(Study text)
· · · · · · ·
There is a worryingly similar dynamic taking shape in the UK where, during and since the Brexit referendum campaign, we have been subjected to unrestrained rhetoric scapegoating immigrants and Muslims, but denied an acknowledgment of their grave precipitations.
To talk about any emerging pattern that indicates that minorities are coming under increasing risk of violence in this country is to be told that one is being alarmist. Incidents of race related assaults spiked after Brexit (the Home Office reported a 41% spike in the month after the vote) but still some equivocated. On a panel at Oxford University, I was told by a fellow panel member that the figures were not reliable, because it might be that some are merely reporting incidents as race related in order to make it seem like Brexit is responsible.
This is presumably due to the fact that these assault victims are such passionate Remainers that when they are subject to an assault their first thought is ‘how do we pin this on Brexit’? Another suggestion was that cases of race related assault are static, but that after the referendum victims just assumed they were Brexit correlated, rather than just the work of your usual garden variety naturally occurring idiots. This also assumes that when reporting a crime, victims have the political presence of mind to attribute the cause of the crime. ‘He was drunk and abusive guvnor, it was most certainly Brexit’. If anything, there are reports that Polish people in the UK were failing to report hate crimes after Brexit for fear of losing work or falling out with their neighbours.
But this is the sort of pretzel-like logic that some twist themselves into in order not to acknowledge that there is any link between political messaging and vigilante violence, which not only goes against logic, but history. This contortion isn’t only on the right, but also now part of a general mainstream pushback, wrapped up in a defensiveness of Brexit and a general frustration with ‘identity politics’.
Not only do we turn a blind eye to what is happening on our own streets, but what is a clear cautionary tale elsewhere. In the United States the hardening of tone and subsequent passing of legislation targeting Muslims and immigrants cannot be separated from a rise in observable organised hate groups and hate crime.
· · · · · · ·
(Given information)

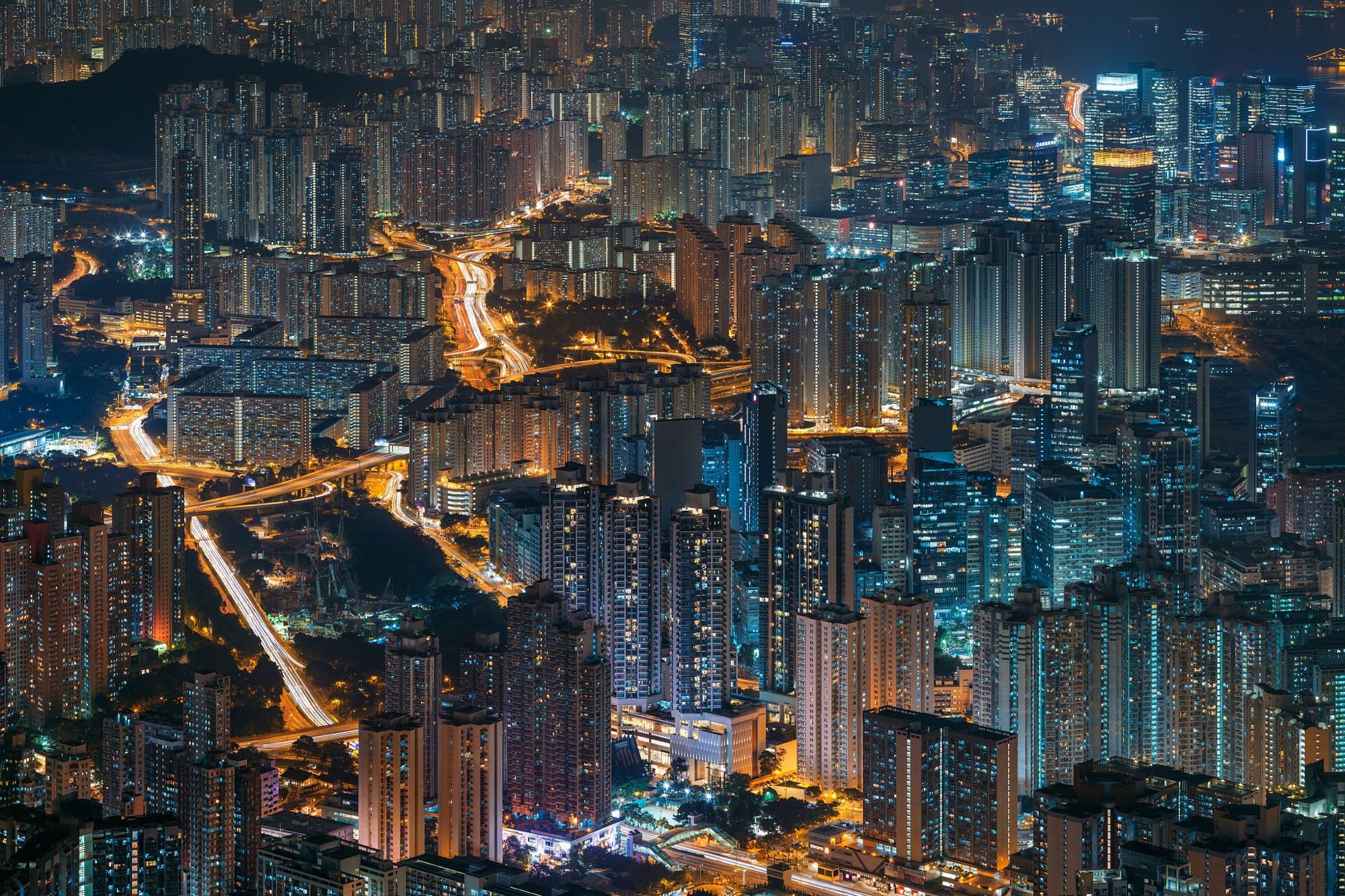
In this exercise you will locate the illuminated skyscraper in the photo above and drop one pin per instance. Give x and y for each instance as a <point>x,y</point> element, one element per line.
<point>471,783</point>
<point>571,557</point>
<point>1274,436</point>
<point>155,518</point>
<point>1124,190</point>
<point>1114,96</point>
<point>810,561</point>
<point>937,509</point>
<point>766,416</point>
<point>189,222</point>
<point>703,611</point>
<point>1118,290</point>
<point>1038,284</point>
<point>1034,177</point>
<point>696,33</point>
<point>925,353</point>
<point>1161,103</point>
<point>558,712</point>
<point>1074,391</point>
<point>392,784</point>
<point>1202,146</point>
<point>832,685</point>
<point>337,213</point>
<point>208,797</point>
<point>1184,395</point>
<point>899,650</point>
<point>1074,528</point>
<point>995,540</point>
<point>1031,676</point>
<point>414,685</point>
<point>1160,469</point>
<point>938,787</point>
<point>633,588</point>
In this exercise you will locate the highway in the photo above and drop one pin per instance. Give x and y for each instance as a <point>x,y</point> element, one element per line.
<point>85,264</point>
<point>457,559</point>
<point>142,448</point>
<point>282,743</point>
<point>748,869</point>
<point>373,458</point>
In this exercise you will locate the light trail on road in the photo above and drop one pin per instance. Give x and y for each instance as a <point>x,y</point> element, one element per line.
<point>241,600</point>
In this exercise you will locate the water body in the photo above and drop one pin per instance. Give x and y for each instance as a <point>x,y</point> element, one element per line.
<point>1245,37</point>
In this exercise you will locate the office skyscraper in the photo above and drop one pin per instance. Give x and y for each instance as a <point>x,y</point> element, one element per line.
<point>1039,276</point>
<point>1200,150</point>
<point>1159,481</point>
<point>831,697</point>
<point>558,708</point>
<point>766,419</point>
<point>1274,436</point>
<point>471,783</point>
<point>392,784</point>
<point>633,588</point>
<point>810,563</point>
<point>414,685</point>
<point>1124,192</point>
<point>189,222</point>
<point>1074,528</point>
<point>696,33</point>
<point>1160,101</point>
<point>1074,391</point>
<point>938,787</point>
<point>1034,177</point>
<point>937,509</point>
<point>703,611</point>
<point>571,538</point>
<point>1114,96</point>
<point>1184,395</point>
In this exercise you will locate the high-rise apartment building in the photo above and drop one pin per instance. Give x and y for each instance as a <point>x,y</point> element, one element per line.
<point>571,538</point>
<point>558,749</point>
<point>155,518</point>
<point>337,208</point>
<point>939,788</point>
<point>899,650</point>
<point>633,589</point>
<point>925,352</point>
<point>831,694</point>
<point>392,784</point>
<point>1074,391</point>
<point>25,227</point>
<point>189,222</point>
<point>414,685</point>
<point>937,509</point>
<point>766,416</point>
<point>471,783</point>
<point>809,532</point>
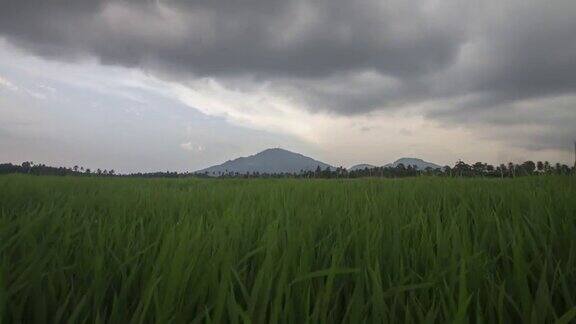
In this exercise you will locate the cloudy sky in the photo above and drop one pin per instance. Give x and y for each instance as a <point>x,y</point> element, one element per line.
<point>184,84</point>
· · · · · · ·
(What to produce)
Please state what spike the Home Office reported in race related assaults in the month after the vote, according to the Brexit commentary. The rows were taken from a different source.

(Exercise result)
A 41% spike.